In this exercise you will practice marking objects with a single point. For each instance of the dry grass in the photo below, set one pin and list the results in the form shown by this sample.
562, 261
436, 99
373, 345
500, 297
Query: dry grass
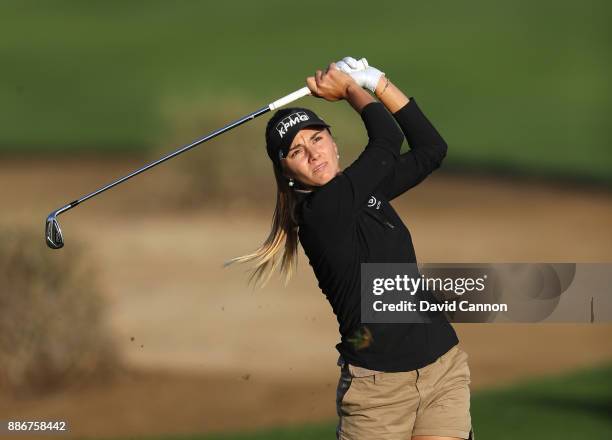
52, 326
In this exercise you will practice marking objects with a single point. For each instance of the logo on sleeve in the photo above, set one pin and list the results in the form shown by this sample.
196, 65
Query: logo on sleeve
293, 119
373, 203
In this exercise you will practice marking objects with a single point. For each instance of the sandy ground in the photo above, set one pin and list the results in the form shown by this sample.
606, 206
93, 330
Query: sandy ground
205, 352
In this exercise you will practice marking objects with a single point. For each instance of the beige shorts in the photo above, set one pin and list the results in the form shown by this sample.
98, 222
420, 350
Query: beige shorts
434, 400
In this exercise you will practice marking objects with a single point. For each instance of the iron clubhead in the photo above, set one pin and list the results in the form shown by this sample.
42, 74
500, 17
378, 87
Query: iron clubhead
55, 239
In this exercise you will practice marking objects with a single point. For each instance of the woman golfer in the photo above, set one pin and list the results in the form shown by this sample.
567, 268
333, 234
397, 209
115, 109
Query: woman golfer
397, 381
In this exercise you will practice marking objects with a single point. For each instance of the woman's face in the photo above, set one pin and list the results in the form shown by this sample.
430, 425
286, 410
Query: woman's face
313, 157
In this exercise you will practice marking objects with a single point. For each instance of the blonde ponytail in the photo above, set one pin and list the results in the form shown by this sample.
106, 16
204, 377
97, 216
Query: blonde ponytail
283, 236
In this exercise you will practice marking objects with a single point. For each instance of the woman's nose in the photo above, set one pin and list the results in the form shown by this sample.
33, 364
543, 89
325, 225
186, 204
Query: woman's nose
313, 153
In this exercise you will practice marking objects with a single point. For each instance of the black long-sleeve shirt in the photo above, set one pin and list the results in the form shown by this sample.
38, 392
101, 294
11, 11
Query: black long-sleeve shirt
349, 221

§ Aim
Rewrite the items from the start through the line containing "Query: dry grass", swapping "pin" for "marker" and leaving everything else as it is.

§ Expected answer
In this exercise you will practice marking objects with a single point. For each instance of the dry grass in the photo below, set one marker and list the results in the form shown by this sample.
562, 261
436, 99
373, 345
500, 297
Query: dry grass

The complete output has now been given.